English
Miquel Arimany (Barcelona, 1920-1996) was a publisher, writer, lexicographer and cultural activist.
A singular and key personality working to protect Catalan culture and literature in the years following the Civil War, he is most especially recognised for the publishing house which, bearing his name, managed to remain viable mainly due to the calendars and diaries it produced. Arimany wrote and published a large number of dictionaries and other works for learning Catalan and also managed to produce for forty years the cultural and literary review El Pont, which published work by many leading intellectuals of the time (among many others, Joaquim Molas, Ramon Manent, Pere Calders, Joan Fuster and Mercè Rodoreda).
Always attentive to other writers, especially the youngest among them, Arimany also kept writing himself. In 1985 he achieved recognition as a poet –something he had, perhaps, never had before– with his volume Poesia 1938-83 (Poetry 1938 – 83), which contains the ten collections of poems he had previously written, notable among them D'aire i de foc (On Air and Fire), which he had published in 1959, and his ambitious Poema de Crist (Poem of Christ), which he spent fifty years writing. A versatile writer, he also wrote the novel Eduard (1955), the play El comte Arnau (Count Arnau, 1968) and the literary essays Símbol vivent: biografia de Rafael Tasis (Living Symbol: A Biography of Rafael Tasis, 1967) and L'avantguardisme en la poesia catalana actual (The Avant-garde Legacy in Catalan Poetry Today, 1972), among many other works.

(Saved data entries)
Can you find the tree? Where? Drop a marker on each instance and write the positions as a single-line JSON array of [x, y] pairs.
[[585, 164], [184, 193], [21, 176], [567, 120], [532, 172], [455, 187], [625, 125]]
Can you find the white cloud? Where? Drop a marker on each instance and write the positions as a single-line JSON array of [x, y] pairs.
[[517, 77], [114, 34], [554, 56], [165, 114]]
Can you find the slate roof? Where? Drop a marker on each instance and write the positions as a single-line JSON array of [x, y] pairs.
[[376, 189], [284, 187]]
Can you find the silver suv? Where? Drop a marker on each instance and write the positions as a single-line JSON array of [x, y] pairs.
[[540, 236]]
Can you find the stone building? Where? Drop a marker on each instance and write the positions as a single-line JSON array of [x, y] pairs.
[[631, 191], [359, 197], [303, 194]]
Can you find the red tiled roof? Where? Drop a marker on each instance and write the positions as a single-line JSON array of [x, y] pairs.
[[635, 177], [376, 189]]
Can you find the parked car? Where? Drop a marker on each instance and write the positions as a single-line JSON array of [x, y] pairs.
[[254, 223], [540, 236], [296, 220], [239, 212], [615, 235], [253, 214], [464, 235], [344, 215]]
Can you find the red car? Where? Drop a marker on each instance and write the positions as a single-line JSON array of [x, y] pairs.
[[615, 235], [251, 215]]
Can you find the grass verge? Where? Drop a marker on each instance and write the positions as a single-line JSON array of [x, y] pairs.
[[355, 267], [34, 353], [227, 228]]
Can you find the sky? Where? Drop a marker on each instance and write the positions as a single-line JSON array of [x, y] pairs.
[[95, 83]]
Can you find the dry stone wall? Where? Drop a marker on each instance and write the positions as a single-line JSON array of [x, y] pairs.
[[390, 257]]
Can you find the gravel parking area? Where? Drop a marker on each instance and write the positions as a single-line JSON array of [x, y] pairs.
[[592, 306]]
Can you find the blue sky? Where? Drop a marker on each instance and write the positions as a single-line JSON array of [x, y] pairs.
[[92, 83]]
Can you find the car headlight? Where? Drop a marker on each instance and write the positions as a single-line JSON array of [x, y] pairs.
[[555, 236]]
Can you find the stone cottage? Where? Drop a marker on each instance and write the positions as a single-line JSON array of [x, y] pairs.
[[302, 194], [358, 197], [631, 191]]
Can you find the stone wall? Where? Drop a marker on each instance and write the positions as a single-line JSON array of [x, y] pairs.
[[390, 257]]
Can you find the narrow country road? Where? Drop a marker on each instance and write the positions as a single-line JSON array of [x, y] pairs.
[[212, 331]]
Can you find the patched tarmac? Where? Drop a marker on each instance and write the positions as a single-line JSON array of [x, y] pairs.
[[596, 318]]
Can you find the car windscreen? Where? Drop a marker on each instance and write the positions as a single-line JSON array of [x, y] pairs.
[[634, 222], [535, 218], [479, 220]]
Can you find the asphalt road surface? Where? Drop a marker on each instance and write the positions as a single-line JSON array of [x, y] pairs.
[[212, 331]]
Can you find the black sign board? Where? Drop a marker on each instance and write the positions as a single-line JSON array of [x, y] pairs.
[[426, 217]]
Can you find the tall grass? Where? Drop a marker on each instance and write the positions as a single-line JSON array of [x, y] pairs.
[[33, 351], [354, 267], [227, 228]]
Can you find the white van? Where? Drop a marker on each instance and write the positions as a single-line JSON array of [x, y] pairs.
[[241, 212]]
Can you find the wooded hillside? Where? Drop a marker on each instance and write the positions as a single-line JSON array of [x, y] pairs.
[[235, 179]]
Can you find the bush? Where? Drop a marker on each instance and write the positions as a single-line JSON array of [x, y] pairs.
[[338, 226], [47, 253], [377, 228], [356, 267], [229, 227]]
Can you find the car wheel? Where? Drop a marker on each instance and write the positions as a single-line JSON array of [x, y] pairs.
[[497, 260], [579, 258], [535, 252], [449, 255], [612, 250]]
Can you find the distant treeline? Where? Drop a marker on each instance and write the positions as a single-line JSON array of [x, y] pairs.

▸ **TO DO**:
1. Write out the whole Arimany biography word for word.
2. Edit the entries from the line containing "Can you find the asphalt" through the line containing "[[33, 351], [354, 267], [227, 228]]", changing "tall grass" to "long grass" and leaving everything else as it is. Return only those lines.
The Arimany biography and the entries have nothing to do with each other.

▸ **RESULTS OF THE TASKS**:
1.
English
Miquel Arimany (Barcelona, 1920-1996) was a publisher, writer, lexicographer and cultural activist.
A singular and key personality working to protect Catalan culture and literature in the years following the Civil War, he is most especially recognised for the publishing house which, bearing his name, managed to remain viable mainly due to the calendars and diaries it produced. Arimany wrote and published a large number of dictionaries and other works for learning Catalan and also managed to produce for forty years the cultural and literary review El Pont, which published work by many leading intellectuals of the time (among many others, Joaquim Molas, Ramon Manent, Pere Calders, Joan Fuster and Mercè Rodoreda).
Always attentive to other writers, especially the youngest among them, Arimany also kept writing himself. In 1985 he achieved recognition as a poet –something he had, perhaps, never had before– with his volume Poesia 1938-83 (Poetry 1938 – 83), which contains the ten collections of poems he had previously written, notable among them D'aire i de foc (On Air and Fire), which he had published in 1959, and his ambitious Poema de Crist (Poem of Christ), which he spent fifty years writing. A versatile writer, he also wrote the novel Eduard (1955), the play El comte Arnau (Count Arnau, 1968) and the literary essays Símbol vivent: biografia de Rafael Tasis (Living Symbol: A Biography of Rafael Tasis, 1967) and L'avantguardisme en la poesia catalana actual (The Avant-garde Legacy in Catalan Poetry Today, 1972), among many other works.

2.
Can you find the asphalt road surface? Where? Drop a marker on each instance and write the positions as a single-line JSON array of [x, y] pairs.
[[212, 331]]
Can you find the black sign board? Where? Drop a marker on each instance and write the positions as a single-line JSON array of [x, y] pairs.
[[426, 217]]
Can you find the long grass? Where? Drop a marker on each instance and write the positions as a single-line JSON array of [x, y] pairs.
[[33, 351], [354, 267], [227, 228]]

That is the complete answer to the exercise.